Reading text:

** Begin **

# Divider for a 20 Gallon Fry tank



## zhasan (Oct 28, 2010)

Hello, I need to create a divider in my 20 gallon fry tank for the new batch of fry. 

Any Ideas, links advice is appreciated. Thanks in advance!!

Zee.


----------



## Theratboy_101 (Apr 27, 2010)

You can buy them for like $15-$20. I know topfin makes them... but they won’t hold fry in very well as they clip on the tank and don’t really seal to the glass and fall apart when you try adjust them. It took me 3 or 4 tries to get it in right to keep my bettas apart... They would work if you could get them in place then silicone around it.

I've seen a few ways to make one

1. A piece of plexiglass, acrylic, or any fish safe plastic cut to fit the tank and lots of tiny holes drilled in it. Can also be done with glass but can be very hard to drill.

2. An under gravel filter for a larger tank cut down to fit.

3. A piece of egg crate covered in plastic fly screen (in the 70's my dad was making custom under gravel filters and dividers like that for his custom tanks)


----------



## mikebike (Sep 8, 2010)

get a piece or Corrugated Chloroplast Plastic from the building supply.
you can cut it with a knife.
it makes inexpensive tops to.

Cut it for a friction fit in the tank.
if you dont have a drill you can poke holes in it with a fork or nails.


----------



## zhasan (Oct 28, 2010)

Hey Thanks for the tips there guys! I'll go out and look for this stuff in the coming week sometime.


----------



## roadrunner (Apr 25, 2010)

** End **

What is asked: Copy the fry tank divider thread from "1. A piece of" up to and including "down to fit.", substituting "polycarbonate" for "plexiglass".

Data rows:
** Begin **

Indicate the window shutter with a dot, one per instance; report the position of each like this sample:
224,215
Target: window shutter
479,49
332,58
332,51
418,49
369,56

** End **

Task answer:
1. A piece of polycarbonate, acrylic, or any fish safe plastic cut to fit the tank and lots of tiny holes drilled in it. Can also be done with glass but can be very hard to drill.

2. An under gravel filter for a larger tank cut down to fit.